→ Task item:
An exact, word-for-word copy of the entries is required, beginning at the line that contains "like [[193, 405]]." and ending at the last line, both included.

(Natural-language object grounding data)
>>>

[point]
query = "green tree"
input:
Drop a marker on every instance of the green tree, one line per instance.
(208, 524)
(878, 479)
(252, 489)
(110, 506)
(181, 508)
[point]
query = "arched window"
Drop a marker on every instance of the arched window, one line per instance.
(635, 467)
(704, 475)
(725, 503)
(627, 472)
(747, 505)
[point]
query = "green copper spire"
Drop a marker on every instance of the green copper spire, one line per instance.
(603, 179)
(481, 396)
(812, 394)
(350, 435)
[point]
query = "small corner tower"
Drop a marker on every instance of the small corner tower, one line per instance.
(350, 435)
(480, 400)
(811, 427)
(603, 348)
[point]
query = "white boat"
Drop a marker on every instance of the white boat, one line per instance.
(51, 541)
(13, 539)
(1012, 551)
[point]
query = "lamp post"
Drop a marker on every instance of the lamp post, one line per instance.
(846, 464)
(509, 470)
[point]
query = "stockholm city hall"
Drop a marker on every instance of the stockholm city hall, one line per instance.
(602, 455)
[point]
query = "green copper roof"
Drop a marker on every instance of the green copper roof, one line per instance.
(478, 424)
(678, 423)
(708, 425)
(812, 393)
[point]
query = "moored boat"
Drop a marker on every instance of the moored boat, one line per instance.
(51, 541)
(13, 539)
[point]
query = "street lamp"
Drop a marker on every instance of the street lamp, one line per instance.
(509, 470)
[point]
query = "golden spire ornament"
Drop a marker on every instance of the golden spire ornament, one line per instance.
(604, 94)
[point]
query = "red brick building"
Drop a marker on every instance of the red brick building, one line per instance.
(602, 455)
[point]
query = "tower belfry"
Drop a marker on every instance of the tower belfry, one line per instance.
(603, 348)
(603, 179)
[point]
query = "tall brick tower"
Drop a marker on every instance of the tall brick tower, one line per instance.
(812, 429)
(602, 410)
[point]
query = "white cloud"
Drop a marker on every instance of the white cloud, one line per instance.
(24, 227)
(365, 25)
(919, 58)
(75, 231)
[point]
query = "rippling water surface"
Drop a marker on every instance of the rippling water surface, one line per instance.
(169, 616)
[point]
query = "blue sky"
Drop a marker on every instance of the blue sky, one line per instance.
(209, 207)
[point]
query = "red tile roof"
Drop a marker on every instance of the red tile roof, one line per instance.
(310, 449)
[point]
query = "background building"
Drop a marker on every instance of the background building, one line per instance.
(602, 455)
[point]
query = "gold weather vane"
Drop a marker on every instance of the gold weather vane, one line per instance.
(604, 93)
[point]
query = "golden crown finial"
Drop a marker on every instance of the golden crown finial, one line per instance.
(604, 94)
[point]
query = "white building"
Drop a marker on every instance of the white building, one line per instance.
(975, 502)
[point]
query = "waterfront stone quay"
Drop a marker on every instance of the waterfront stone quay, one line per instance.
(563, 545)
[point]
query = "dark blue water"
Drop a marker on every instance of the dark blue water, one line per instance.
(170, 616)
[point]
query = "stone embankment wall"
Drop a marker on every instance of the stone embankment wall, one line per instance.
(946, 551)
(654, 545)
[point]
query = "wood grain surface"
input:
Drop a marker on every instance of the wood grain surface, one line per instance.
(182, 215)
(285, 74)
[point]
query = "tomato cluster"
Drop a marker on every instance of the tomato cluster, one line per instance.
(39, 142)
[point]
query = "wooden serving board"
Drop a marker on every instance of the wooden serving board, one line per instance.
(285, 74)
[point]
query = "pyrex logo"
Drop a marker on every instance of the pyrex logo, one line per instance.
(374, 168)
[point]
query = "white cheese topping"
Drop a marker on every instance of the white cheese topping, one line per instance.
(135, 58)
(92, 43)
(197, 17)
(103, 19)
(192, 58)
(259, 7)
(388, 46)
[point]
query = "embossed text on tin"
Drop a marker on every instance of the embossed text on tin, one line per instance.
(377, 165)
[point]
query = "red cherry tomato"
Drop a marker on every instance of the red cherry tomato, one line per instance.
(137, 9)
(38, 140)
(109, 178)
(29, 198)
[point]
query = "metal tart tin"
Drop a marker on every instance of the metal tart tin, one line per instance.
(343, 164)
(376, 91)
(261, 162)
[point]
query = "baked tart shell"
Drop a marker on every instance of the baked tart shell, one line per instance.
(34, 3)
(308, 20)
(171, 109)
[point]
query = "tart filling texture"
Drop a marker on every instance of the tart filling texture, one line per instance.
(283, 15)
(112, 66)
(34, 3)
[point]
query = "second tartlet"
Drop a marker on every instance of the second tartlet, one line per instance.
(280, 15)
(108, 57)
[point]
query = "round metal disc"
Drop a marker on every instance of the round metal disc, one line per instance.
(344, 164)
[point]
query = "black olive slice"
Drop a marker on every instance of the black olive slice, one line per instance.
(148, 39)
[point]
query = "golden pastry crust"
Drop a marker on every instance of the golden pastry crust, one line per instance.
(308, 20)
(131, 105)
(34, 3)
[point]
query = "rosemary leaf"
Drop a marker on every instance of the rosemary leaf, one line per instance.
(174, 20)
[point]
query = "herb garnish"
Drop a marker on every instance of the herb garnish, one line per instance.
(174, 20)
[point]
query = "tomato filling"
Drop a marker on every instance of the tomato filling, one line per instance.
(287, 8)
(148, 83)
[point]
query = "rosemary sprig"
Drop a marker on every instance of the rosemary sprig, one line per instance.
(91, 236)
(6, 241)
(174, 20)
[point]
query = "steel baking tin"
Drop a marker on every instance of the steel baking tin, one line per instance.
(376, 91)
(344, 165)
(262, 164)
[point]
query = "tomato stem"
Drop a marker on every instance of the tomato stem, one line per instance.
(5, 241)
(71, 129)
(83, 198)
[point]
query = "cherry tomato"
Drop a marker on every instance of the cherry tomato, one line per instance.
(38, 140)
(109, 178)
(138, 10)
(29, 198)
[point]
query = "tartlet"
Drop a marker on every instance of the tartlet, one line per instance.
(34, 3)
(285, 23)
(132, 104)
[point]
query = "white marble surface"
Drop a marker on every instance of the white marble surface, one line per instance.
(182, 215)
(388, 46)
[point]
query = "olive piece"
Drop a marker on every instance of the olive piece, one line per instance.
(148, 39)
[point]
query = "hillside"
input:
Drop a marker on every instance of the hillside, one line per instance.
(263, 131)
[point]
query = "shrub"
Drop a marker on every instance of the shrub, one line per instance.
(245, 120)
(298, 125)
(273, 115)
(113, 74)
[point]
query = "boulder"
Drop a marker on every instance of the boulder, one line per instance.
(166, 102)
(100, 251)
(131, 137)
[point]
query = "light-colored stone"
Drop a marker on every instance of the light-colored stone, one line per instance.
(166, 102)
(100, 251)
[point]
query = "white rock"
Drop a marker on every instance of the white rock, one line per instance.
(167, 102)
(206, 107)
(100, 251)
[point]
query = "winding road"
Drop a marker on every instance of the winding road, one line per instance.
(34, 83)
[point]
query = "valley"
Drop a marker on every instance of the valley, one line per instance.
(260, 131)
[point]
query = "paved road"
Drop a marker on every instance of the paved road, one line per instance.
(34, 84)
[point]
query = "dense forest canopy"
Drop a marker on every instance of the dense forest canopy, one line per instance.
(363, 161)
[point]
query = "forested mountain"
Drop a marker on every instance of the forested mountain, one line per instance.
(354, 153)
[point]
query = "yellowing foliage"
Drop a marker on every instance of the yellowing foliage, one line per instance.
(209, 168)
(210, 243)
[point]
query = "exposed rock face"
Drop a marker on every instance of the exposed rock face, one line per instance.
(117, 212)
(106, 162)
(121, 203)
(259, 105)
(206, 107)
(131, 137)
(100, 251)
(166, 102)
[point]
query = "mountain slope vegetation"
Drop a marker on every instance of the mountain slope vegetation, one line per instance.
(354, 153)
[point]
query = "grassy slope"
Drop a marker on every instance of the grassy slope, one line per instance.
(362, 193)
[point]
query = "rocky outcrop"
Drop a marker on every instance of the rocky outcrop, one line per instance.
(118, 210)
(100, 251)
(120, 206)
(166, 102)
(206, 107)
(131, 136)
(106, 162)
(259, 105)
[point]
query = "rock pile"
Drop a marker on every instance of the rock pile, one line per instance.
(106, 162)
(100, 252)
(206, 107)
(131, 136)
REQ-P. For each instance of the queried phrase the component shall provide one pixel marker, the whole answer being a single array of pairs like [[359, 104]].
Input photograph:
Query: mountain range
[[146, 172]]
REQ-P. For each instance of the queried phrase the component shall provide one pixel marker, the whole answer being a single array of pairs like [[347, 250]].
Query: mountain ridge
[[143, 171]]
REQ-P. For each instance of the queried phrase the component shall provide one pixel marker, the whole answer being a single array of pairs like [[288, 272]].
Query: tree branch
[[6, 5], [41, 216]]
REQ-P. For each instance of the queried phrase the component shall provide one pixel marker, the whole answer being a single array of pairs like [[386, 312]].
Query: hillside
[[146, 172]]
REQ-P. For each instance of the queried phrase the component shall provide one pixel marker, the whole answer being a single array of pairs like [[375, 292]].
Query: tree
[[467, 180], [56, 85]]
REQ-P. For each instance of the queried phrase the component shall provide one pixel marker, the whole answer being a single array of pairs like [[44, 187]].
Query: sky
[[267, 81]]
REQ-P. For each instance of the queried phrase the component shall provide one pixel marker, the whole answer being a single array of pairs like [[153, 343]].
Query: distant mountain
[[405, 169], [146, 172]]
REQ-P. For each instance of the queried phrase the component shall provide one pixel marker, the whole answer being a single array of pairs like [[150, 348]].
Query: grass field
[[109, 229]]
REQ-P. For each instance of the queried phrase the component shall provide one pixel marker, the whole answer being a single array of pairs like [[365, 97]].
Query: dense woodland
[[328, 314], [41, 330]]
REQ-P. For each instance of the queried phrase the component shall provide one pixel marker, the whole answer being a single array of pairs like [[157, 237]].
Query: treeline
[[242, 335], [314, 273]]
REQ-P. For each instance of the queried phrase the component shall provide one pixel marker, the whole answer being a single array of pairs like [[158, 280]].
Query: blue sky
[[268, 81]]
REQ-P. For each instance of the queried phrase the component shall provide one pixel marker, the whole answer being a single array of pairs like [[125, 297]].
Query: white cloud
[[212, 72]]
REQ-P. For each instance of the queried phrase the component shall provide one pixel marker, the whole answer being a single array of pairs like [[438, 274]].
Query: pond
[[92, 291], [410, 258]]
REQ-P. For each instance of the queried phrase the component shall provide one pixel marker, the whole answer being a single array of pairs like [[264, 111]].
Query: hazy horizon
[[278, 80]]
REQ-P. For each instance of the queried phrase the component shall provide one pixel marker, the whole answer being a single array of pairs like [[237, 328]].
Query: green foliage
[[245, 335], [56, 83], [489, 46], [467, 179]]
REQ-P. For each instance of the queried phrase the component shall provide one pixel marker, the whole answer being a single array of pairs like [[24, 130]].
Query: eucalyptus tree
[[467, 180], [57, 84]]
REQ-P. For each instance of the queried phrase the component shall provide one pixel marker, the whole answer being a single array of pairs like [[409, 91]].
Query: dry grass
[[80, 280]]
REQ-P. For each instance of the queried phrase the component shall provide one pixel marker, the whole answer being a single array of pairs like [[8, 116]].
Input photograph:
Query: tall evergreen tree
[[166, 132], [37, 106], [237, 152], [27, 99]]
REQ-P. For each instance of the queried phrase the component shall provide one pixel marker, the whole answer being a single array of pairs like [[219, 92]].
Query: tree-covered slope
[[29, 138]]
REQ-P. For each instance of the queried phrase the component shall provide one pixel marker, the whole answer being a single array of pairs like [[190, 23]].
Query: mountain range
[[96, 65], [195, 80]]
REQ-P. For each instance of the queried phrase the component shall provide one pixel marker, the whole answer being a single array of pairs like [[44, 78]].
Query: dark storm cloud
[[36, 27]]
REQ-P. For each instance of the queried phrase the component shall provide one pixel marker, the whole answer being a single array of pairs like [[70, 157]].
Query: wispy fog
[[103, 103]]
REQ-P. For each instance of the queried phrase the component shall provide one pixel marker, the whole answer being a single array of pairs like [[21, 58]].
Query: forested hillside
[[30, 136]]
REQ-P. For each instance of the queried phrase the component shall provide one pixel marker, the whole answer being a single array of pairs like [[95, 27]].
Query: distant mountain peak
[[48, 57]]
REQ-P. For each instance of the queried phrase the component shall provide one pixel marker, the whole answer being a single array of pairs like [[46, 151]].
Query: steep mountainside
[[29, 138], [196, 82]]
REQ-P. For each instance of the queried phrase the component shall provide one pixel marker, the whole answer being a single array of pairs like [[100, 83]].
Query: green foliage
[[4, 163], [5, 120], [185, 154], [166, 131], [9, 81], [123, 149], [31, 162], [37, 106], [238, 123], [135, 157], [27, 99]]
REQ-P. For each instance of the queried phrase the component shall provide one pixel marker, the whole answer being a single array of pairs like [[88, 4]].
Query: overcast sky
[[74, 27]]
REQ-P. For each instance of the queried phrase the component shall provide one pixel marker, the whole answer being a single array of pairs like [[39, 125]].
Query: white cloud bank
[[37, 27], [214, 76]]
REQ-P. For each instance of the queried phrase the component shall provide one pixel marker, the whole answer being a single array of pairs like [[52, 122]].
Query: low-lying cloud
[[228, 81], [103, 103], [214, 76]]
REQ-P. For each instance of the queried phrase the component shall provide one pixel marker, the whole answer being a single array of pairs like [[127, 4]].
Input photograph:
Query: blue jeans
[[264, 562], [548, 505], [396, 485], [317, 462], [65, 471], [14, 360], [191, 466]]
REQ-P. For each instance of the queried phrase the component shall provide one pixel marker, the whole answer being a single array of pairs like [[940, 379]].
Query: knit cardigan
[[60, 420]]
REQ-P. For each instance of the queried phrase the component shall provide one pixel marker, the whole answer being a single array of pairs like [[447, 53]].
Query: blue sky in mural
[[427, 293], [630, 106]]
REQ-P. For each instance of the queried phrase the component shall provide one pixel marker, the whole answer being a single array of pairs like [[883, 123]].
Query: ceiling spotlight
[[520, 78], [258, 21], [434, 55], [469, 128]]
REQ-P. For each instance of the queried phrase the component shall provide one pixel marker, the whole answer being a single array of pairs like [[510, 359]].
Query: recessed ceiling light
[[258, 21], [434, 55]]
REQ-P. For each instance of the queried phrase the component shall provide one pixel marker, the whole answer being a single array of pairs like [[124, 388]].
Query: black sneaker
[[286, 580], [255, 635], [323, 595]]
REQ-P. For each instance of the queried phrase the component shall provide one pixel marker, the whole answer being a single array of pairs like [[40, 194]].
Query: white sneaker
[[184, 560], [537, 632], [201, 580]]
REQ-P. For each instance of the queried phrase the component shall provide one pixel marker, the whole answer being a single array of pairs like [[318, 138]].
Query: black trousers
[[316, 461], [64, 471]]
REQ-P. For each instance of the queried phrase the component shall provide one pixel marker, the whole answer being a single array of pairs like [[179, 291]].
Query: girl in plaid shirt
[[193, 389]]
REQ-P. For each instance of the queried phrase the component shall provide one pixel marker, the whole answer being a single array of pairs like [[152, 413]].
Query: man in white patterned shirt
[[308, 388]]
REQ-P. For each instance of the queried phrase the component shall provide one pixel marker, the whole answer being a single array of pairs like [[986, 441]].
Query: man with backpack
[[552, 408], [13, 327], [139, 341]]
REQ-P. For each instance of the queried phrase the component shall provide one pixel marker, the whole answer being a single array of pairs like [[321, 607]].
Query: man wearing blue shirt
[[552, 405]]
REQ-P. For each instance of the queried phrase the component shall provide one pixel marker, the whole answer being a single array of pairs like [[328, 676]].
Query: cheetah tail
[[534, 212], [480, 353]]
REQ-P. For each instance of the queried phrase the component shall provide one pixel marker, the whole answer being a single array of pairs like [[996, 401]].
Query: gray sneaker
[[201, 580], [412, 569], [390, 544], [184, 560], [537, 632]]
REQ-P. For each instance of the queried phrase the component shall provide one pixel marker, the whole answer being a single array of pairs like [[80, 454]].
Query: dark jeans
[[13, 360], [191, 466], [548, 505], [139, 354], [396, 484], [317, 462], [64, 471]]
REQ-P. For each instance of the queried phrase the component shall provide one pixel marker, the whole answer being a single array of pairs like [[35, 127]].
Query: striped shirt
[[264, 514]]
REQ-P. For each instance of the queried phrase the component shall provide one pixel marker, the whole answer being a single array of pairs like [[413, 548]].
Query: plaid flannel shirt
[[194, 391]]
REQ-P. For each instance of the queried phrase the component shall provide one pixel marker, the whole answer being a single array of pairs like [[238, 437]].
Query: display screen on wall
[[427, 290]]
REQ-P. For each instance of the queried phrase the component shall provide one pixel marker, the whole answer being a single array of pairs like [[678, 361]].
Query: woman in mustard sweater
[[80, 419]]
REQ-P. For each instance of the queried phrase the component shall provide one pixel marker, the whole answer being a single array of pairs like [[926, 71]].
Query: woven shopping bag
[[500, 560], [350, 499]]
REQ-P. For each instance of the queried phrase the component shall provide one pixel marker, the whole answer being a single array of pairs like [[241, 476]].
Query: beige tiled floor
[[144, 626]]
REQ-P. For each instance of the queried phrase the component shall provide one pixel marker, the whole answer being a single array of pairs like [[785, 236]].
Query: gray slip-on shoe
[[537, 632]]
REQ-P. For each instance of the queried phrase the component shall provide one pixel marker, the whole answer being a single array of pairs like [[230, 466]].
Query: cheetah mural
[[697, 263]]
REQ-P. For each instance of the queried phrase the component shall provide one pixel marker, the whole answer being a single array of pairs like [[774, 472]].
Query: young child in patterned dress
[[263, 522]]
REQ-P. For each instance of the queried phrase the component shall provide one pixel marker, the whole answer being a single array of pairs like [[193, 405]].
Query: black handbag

<<<

→ Reply:
REQ-P. For each instance of the queried phrase the component shall provide one pixel marker, the whole answer being a single array of pairs like [[193, 405]].
Query: black handbag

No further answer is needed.